▶ _СУТЬ ЗАДАНИЯ_:
Подхватите текст о диалогах Сузо и напишите его продолжение, начиная сразу после последнего предложения.

▶ _ТЕКСТ_:
————

Книга Вечной Премудрости
Шрифт:
Признаком этого является то обстоятельство, что обезличенные маски дидактического диалога подвергаются в текстах Сузо проникновенной интимной персонификации. Образ Христа-Учителя, причем Христа распятого, вызывает у читателей гораздо более глубокое и сильное переживание, чем простая формальная почтительность к авторитету наставника. Ученик, Служитель Вечной Премудрости, также предстает не в рафинированных условиях виртуальной школьной аудитории, но в самый драматичный момент своей жизни. Создаваемая Сузо панорама интимного автобиографизма преподносит этот образ не как продукт школьной нормативности с институционально ограниченной сферой значимости, пригодный разве что для искусственных, дидактически моделируемых ситуаций, но представляет ее как фигуру, имеющую универсальный, общезначимый характер. При этом вопрос о том, насколько структурированная по методу автобиографизма интимность Служителя Вечной Премудрости отражает подлинную историю внутреннего мира исторического Генриха Сузо, представляется в данном случае совершенно второстепенным.
Характеризующие диалог между Учителем и Учеником иерархические отношения в силу несопоставимости человека и Бога окрашиваются у Сузо в апофатические тона и приобретают характер драматической неопределенности, с какой бедный грешник молится всемогущему Богу, не ожидая от Него ничего и все же надеясь на Его милосердие. Характерные для жанра дидактического диалога информативность и наставительность в текстах Сузо сохраняются. Однако то главное, что сообщает своему Служителю Вечная Премудрость, – это не определения и не сентенции, обогащающие интеллектуальный багаж Ученика, но совершенная Личность, сам Иисус Христос, к божественности Которого Ученик должен прийти через Его человечность. Поэтому при всей дидактической, наставительной ориентации диалогов Сузо главная их тема – не столько сообщаемое знание, сколько раскрытие фундаментальной личностной связи человека и Бога, причем в самой что ни на есть практической перспективе.

————

▶ _ПОКАЗАННЫЕ СТРОКИ_:
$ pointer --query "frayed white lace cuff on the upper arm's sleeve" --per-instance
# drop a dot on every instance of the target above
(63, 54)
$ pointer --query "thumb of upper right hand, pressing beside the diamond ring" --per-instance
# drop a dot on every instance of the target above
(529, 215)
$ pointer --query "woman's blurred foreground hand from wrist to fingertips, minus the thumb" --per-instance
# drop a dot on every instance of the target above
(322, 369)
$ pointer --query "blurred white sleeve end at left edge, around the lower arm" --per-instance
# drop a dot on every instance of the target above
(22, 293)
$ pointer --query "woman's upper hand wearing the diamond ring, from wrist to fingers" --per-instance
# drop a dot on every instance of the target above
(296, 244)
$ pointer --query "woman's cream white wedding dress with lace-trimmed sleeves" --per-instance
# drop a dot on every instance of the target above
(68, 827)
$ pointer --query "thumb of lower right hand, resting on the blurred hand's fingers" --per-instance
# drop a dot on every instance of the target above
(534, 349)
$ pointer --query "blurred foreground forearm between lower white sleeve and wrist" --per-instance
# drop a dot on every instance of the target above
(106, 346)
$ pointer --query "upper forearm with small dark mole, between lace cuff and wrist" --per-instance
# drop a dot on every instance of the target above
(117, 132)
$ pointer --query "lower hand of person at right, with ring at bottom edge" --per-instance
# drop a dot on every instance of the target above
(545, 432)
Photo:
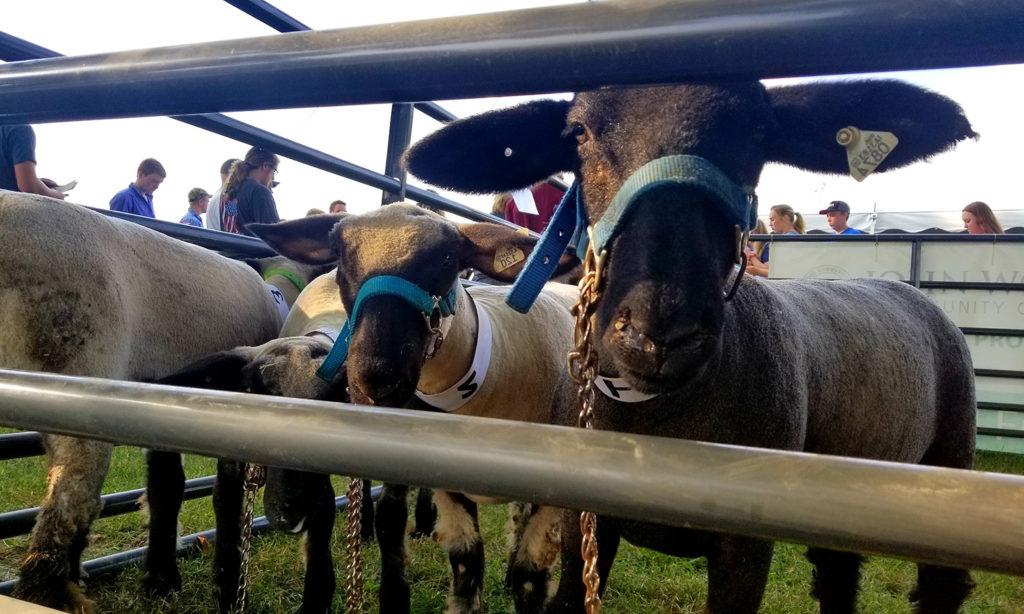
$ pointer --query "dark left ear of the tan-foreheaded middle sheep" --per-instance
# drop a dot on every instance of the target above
(310, 240)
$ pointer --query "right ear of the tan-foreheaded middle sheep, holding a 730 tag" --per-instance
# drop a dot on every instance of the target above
(500, 252)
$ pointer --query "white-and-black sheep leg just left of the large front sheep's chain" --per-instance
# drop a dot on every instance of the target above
(535, 549)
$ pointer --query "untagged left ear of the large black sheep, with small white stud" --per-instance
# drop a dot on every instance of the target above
(500, 151)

————

▶ _ОТВЕТ_:
В «Книге Вечной Премудрости» диалог между Служителем и Вечной Премудростью уже в прологе стилистически оформляется как литературный диалог. Фабула, искусственность которой автор не скрывает, объясняет читателю цель создания произведения, оправдывает замысел автора и одновременно сразу же вводит нас в область сверхъестественного. Испытывая затруднения в служении Богу, Служитель обращается к Всевышнему с просьбой открыть ему правильный путь. В результате он получает свыше наставление сто раз распростереться на земле, каждый раз созерцая особым образом страдания Иисуса Христа на Кресте [154] . Когда в конце концов не без затруднений ему все же удается исполнить предписанное, он, осознавая всю нормативную важность данного типа служения, решает для наставления других записать то, что с ним произошло, добавляя, что он это делает по-немецки, потому что именно по-немецки ему было и откровение от Бога [155] .
154
BdEW 196, 2-12.
155
BdEW 197, 10 sq.
Последняя обмолвка кажется несколько странной и противоречащей представлению о несомненном приоритете в священных вопросах латинского, древнегреческого и древнееврейского языков, общему для всей средневековой культуры Западной Европы. Неужели перед нами одно из, так сказать, первых свидетельств возросшей богословской значимости народных языков, процесса, уходящего, несомненно, своими истоками в позднее Средневековье и завершившегося апофеозом Реформации?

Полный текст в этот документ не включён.